**TEXT EXTRACT**

* * *

The following additional facts, which appear in the record, are relevant. At his habeas trial, the petitioner *550claimed that Hopkins should have offered expert testimony on the issue of the reliability of eyewitness identification. The petitioner presented a legal expert, Lisa Steele, who testified comprehensively. Although she was qualified as a legal expert, the habeas court did not find Steele to be qualified as an expert in the science of eyewitness identification. Steele then testified that she had reviewed all of the transcripts and briefs in the cases of both the petitioner and Maner;1 she had also reviewed the witness statements by Bright and Emilia Caffrey. Steele opined that Hopkins could have applied State v. Ledbetter , 275 Conn. 534, 881 A.2d 290 (2005), cert. denied, 547 U.S. 1082, 126 S.Ct. 1798, 164 L.Ed. 2d 537 (2006), and State v. Marquez , 291 Conn. 122, 967 A.2d 56, cert. denied, 558 U.S. 895, 130 S.Ct. 237, 175 L.Ed. 2d 163 (2009), to highlight weaknesses in the identification procedures used in the present case to *885identify the petitioner as a perpetrator. Specifically, the police had used nonblind simultaneous photographic arrays, and the officer conducting the process knew the identities of the suspects. Steele opined that Hopkins should have forcefully highlighted the effects of stress, lighting, and the threatened use of weapons on the reliability of eyewitness identification through cross-examination and by using an expert in the field of eyewitness identification.

Steele contrasted the petitioner's criminal case to that of Maner, in which the expert testimony of Steven Penrod, a psychologist, was presented. She noted that Penrod had testified about the subconscious influences that officers exert in the presentation of photographic arrays to witnesses when the officers are aware of a suspect's identity. She said that an expert such as Penrod would have been effective in educating the three *551judge court about factors such as the effect of stress on eyewitness identification. On cross-examination, the respondent, the Commissioner of Correction, elicited from Steele the information that Maner was convicted despite the use of Penrod at his trial.

During Steele's testimony, the petitioner offered into evidence as a full exhibit his exhibit 19 for identification, which was a copy of the transcript of the Porter2 hearing in Maner's trial on the issue of Penrod's qualifications as an expert. Steele had reviewed the transcript prior to her testimony, and from it she gleaned information regarding the science of eyewitness identification as it related to Maner's trial. The respondent objected to its introduction as a full exhibit, apparently on relevancy grounds, because the testimony took place in the trial of a different defendant and the trial took place approximately one year after the petitioner's criminal trial. The habeas court and the petitioner's counsel then engaged in the following colloquy:

"The Court: [W]hat's the purpose you're seeking to introduce this for?

* * *

**EXERCISE**
In the court excerpt, why did the respondent object to admitting exhibit 19 as a full exhibit? Answer in one to three sentences. Rely only on the court excerpt when working with the records.

**GIVEN INFORMATION**

* * *

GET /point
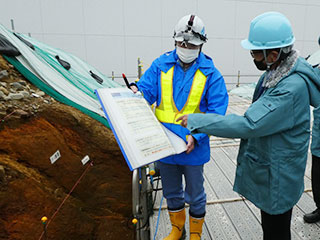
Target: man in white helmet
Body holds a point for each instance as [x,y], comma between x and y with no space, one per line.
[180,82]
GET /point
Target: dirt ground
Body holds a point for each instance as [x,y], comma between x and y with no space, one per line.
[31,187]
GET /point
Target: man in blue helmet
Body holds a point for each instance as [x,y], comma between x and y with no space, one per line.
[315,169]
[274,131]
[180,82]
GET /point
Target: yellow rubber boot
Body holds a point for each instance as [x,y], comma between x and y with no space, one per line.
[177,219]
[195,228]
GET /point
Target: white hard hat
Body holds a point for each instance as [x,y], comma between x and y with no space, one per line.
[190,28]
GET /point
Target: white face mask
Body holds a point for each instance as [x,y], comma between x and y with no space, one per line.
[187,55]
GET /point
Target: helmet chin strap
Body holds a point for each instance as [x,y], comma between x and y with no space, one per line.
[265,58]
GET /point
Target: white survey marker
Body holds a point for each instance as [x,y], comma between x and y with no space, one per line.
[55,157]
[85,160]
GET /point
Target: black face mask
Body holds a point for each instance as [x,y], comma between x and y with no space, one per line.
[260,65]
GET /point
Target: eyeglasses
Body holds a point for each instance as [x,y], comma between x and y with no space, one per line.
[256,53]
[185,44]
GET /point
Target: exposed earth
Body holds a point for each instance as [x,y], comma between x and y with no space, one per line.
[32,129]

* * *

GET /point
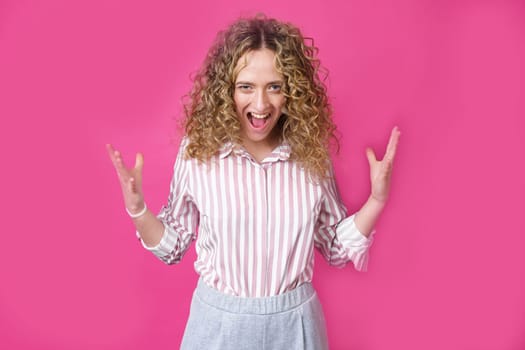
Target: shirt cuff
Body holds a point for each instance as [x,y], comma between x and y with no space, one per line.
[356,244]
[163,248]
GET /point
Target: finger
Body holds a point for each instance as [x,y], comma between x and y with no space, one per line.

* * *

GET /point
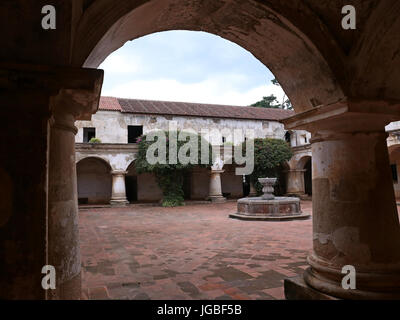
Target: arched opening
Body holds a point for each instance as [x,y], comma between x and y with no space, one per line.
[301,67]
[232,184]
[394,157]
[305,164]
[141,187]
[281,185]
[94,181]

* * *

**SOLUTION TO THIS EXERCISE**
The respondent objected, apparently on relevancy grounds, because the testimony in the transcript took place in the trial of a different defendant, Maner. That trial also took place approximately one year after the petitioner's criminal trial.